Your tasks:
[a] Answer these from the exhibition review:
(i) Who wrote the review?
(ii) In which museum is the David H. Koch Hall of Human Origins located?
(iii) What shape is the exhibition hall?
[b] Pick up the review of the Hall of Human Origins exhibition after its final sentence and write one more paragraph.

Passage:
§ §

The David H. Koch Hall of Human Origins

Review

of an Exhibition

by Evan Cooney

Published on March 21, 2012

  • Description:

    The Hall of Human Origins – Technology and Accessibility

    The David H. Koch Hall of Human Origins (HHO) is located in the Smithsonian Institution’s National Museum of Natural History, in Washington, DC. It is a sizeable L-shaped exhibition hall, with a vast array of material to cover – several million years worth of hominid evolution. Rather than attempting to beat visitors over the head with vast reams of facts and evidence, the HHO poses two fundamental questions: what is the current state of human evolutionary theory (what do we know), and in what ways does the evidence lead to those conclusions (how do we know it). To help facilitate the conversion of complex scientific theories in to easily-accessible educational content, the museum utilizes technology that is simultaneously basic in nature, and critical to the exhibition.

§ §

Data section:
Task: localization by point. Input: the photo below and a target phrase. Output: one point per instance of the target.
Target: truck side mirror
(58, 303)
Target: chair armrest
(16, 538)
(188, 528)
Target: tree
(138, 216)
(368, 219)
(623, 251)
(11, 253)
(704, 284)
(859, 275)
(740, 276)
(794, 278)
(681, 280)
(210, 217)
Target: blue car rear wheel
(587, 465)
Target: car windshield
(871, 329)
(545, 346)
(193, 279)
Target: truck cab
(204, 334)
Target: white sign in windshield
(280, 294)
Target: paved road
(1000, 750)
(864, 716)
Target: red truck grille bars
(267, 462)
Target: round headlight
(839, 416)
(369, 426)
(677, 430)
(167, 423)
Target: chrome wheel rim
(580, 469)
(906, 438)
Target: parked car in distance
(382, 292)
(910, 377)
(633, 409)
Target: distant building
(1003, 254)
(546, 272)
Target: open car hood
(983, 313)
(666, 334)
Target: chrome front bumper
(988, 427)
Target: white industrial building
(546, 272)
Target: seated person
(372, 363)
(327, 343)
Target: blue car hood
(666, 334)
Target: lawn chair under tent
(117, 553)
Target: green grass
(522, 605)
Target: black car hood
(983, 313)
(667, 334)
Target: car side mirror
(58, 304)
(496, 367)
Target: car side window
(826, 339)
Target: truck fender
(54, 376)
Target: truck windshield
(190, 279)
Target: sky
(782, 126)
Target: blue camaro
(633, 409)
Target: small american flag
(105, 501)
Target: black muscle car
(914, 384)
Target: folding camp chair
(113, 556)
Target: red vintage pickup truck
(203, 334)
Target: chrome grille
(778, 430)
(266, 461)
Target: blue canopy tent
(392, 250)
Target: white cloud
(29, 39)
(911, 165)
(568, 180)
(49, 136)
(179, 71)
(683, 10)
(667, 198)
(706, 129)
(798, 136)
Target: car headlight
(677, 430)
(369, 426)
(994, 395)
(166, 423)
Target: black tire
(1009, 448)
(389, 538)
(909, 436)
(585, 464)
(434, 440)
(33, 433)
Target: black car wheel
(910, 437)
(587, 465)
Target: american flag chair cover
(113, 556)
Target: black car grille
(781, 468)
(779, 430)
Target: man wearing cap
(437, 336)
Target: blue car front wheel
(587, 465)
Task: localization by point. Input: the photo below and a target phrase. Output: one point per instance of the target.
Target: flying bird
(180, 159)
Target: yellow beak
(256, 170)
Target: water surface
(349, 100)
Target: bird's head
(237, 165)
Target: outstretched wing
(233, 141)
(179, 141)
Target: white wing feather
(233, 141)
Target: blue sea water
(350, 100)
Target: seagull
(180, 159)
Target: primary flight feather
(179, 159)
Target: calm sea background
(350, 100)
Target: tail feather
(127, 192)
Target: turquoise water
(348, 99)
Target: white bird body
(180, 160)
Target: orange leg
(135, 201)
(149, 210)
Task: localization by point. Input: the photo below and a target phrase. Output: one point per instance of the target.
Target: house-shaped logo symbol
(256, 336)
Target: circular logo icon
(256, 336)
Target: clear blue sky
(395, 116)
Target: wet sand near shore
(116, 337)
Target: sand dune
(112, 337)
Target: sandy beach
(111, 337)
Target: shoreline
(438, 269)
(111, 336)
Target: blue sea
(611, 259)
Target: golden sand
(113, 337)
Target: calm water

§ §

Answers to the tasks:
[a]
(i) Evan Cooney.
(ii) The Smithsonian Institution's National Museum of Natural History, in Washington, DC.
(iii) L-shaped.

[b]
    The HHO is located between the Sant Ocean Hall and the Kenneth E. Behring Family Hall of Mammals, and can be entered from either end without significant affect on the experience. Entering from the Ocean Hall side, the entrance passage is lined in video screens presenting the timeline that is to be examined in the HHO itself, allowing visitors to prepare themselves for the long history of the human species that they are about to encounter. One of the first exhibit stations as one approaches from this direction is a basic interactive of the family tree of modern man. The representation works on multiple levels, as groups of hominids are represented both chronologically as one moves up the tree, and in family clusters along major boughs. It makes clear that multiple species coexisted, and that it is not a linear progression from earliest ancestor to modern humans – some branches died off without successors, while others integrated back together or disappeared under circumstances we do not know. Each of the various species is represented by a reconstructed image that lights up. A small podium has basic questions on it about information that can be learned from the tree image. Pressing the button next to the question will illuminate the images that compose the answer. This extremely simple interface – a light up picture with a few light switches – works for different levels of knowledge, inquiry, and understanding, and provides ample opportunity for family interactions as well as personal interaction.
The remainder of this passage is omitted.